* **Passage shown**
You Build Us Up and Then You Tear Us Down: Eric Tabuchi’s “Monument to Progress”

Monument to Progress,” solo exhibition by Eric Tabuchi.

HKU/ Shanghai Study Centre (298 Suzhou Bei Lu, Shanghai, China). May 18, 2013 – Aug 18, 2013.

Monumental architecture is simple. Its strict geometries of circles, squares and triangles; its complex arches or layers; or its great mass or height simply demand attention. But can a renowned building lose its esteemed position? And can the commonplace gain monumental status? The monumental and anti-monumental trade punches in “Monument to Progress” at the HKU/ Shanghai Study Centre. Parisian photographer Eric Tabuchi’s engaging mix of work — including his own photographs, found photographs and scale models — calls for a reconsideration of the concept of monumentality.

The first room of the exhibition presents found photographs of the construction, realization and occasional destruction of prominent buildings. Here “monument” means “look at me,” and it is easy to get caught up in both the wonderful and the wacky architecture that covers the globe. The internet that Tabuchi uses as source material could offer monumental overload, but his curatorial eye is strong and his way of displaying formal proximities between buildings is delightful.

Exhibition view of Eric Tabuchi’s “Monument to Progress” at HKU/ Study Center
Eric Tabuchi《前进的丰碑》的展览现场,香港大学上海学习中心。

* **Material provided**
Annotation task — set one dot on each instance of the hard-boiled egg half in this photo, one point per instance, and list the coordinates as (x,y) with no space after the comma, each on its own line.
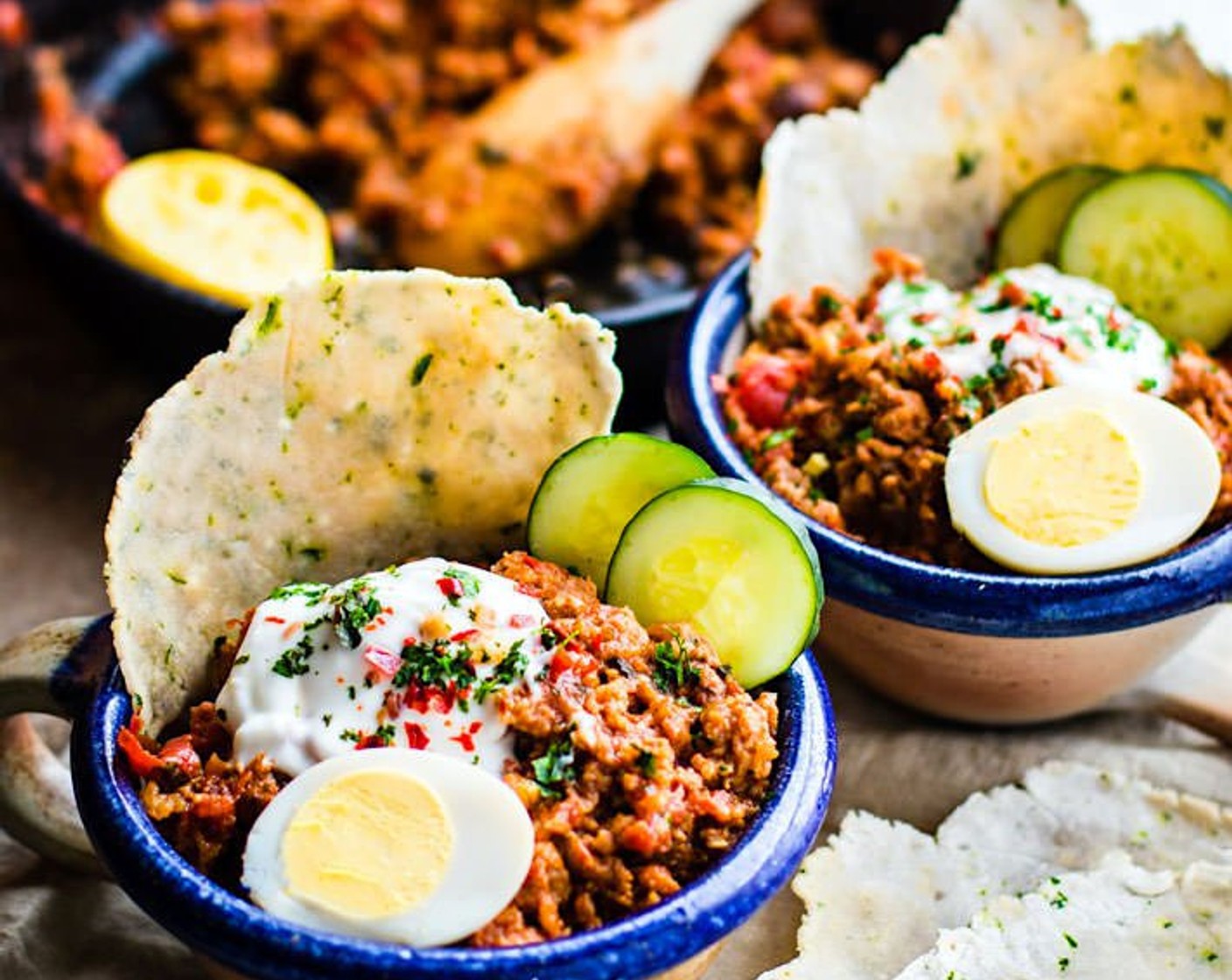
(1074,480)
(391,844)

* **Request A**
Answer these questions from the review of Eric Tabuchi's "Monument to Progress":
(i) Where was the exhibition held, and on what dates?
(ii) What kinds of work make up Tabuchi's mix?
(iii) What does the first room of the exhibition present?
* **Request B**
Carry on with the review of Eric Tabuchi's "Monument to Progress," writing the text that follows its last line.

* **Final answer A**
(i) At the HKU/ Shanghai Study Centre, 298 Suzhou Bei Lu, Shanghai, China, from May 18, 2013 to Aug 18, 2013.
(ii) His own photographs, found photographs and scale models.
(iii) Found photographs of the construction, realization and occasional destruction of prominent buildings.

* **Final answer B**
One wall features a black and white collage of recognizable monuments: Paris’s Grande Arche, Beijing’s CCTV Headquarters, New York’s World Trade Center, Suzhou’s “Long Underpants” Gate of the Orient, and the like. Careful viewers will spot both the original Eiffel Tower and its reproduction in Hangzhou. The mash of buildings, each vying for position in a wallpaper of images, diminishes the significance of individual photos. An adjacent wall contains a single shelf supporting five tablet computers; each holds image after image of mostly anonymous buildings. As a group, they produce a sense of Soviet-era monumentality, with over-the-top designs struggling to make a name for themselves, their town, or their country. Here, monumentalism feels like desperation — a not unfamiliar motive for erecting monuments.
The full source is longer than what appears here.